PEKERJAAN YANG DIMINTA → Salin ulang tanpa perubahan bagian daftar yang dimulai dari baris pertama dan diakhiri dengan baris yang memuat "[473,182,482,259]", termasuk kedua baris batas tersebut.

Data deteksi objek
=======

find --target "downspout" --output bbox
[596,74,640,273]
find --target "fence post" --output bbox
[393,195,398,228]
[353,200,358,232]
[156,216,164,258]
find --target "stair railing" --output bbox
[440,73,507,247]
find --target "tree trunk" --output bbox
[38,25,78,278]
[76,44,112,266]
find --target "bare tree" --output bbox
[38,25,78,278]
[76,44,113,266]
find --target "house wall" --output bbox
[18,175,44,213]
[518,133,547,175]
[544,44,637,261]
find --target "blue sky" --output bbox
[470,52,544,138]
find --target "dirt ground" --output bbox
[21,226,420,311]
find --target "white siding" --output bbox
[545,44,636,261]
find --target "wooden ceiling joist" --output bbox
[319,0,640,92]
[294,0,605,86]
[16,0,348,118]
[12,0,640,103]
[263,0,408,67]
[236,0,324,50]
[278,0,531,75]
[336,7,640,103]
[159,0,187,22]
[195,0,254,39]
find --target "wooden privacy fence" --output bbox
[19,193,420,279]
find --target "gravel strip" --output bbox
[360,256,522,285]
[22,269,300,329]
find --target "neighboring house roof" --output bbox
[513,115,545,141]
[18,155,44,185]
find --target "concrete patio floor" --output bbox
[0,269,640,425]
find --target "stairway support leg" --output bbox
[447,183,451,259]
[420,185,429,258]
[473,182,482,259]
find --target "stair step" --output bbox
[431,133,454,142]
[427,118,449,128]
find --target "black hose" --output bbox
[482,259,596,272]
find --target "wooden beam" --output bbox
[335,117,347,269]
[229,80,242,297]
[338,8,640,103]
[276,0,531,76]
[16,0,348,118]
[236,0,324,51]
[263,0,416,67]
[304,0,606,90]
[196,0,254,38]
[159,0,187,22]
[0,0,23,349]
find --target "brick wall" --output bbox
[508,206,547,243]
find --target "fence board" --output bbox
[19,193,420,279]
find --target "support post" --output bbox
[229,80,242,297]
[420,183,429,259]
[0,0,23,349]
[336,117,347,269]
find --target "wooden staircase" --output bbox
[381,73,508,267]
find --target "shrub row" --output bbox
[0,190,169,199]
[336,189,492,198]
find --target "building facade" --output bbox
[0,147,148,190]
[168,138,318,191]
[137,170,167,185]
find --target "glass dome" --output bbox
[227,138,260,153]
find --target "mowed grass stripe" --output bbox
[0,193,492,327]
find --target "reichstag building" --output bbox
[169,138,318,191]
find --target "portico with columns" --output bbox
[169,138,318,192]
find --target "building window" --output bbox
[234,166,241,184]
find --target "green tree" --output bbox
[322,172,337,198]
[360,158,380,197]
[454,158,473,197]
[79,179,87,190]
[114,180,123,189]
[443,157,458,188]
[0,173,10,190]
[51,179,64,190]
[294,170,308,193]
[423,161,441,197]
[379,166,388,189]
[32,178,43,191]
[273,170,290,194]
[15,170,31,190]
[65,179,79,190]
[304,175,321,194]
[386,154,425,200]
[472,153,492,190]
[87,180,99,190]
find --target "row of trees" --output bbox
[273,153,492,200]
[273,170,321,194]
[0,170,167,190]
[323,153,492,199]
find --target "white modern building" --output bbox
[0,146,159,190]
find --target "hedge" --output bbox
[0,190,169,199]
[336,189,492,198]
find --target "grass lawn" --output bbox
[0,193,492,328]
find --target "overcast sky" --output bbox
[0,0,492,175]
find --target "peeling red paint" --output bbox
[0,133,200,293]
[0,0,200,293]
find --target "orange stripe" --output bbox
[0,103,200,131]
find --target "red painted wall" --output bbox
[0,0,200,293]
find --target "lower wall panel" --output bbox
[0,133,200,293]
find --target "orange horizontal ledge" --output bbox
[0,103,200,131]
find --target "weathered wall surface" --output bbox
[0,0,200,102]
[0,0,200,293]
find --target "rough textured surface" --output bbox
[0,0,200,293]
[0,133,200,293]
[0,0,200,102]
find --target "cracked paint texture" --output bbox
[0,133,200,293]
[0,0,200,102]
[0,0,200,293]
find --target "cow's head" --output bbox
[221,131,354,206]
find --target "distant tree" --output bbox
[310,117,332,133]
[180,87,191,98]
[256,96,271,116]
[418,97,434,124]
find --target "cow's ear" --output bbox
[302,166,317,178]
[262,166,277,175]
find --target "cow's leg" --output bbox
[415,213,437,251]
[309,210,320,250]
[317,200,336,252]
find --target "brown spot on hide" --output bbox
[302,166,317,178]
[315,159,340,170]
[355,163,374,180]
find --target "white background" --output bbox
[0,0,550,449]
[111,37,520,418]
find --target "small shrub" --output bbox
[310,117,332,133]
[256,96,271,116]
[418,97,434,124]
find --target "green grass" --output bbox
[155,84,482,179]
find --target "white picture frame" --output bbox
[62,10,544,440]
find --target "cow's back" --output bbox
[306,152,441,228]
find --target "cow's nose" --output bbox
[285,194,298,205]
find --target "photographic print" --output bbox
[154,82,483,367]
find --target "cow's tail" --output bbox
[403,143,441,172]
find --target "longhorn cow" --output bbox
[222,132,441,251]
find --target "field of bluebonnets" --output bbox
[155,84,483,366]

=======

JAWABAN YANG DIHARAPKAN →
find --target "downspout" --output bbox
[596,74,640,273]
find --target "fence post" --output bbox
[393,195,398,228]
[353,200,358,232]
[156,216,164,258]
find --target "stair railing" --output bbox
[440,73,507,247]
find --target "tree trunk" --output bbox
[38,25,78,278]
[76,44,112,266]
find --target "bare tree" --output bbox
[38,25,78,278]
[76,44,113,266]
find --target "house wall" --output bbox
[18,175,44,213]
[518,133,547,175]
[544,44,637,261]
find --target "blue sky" --output bbox
[470,52,544,138]
find --target "dirt ground" --output bbox
[21,226,420,311]
find --target "white siding" --output bbox
[545,44,636,261]
find --target "wooden ceiling joist" --output bbox
[319,0,640,92]
[294,0,605,86]
[16,0,348,118]
[12,0,640,103]
[263,0,408,67]
[236,0,324,50]
[278,0,531,75]
[336,7,640,103]
[159,0,187,22]
[195,0,254,39]
find --target "wooden privacy fence" --output bbox
[19,193,420,279]
find --target "gravel strip" --output bbox
[360,256,522,285]
[22,269,300,329]
find --target "neighboring house roof" --output bbox
[513,115,545,141]
[18,155,44,185]
find --target "concrete patio floor" --output bbox
[0,269,640,425]
find --target "stairway support leg" --output bbox
[447,183,451,259]
[420,185,429,258]
[473,182,482,259]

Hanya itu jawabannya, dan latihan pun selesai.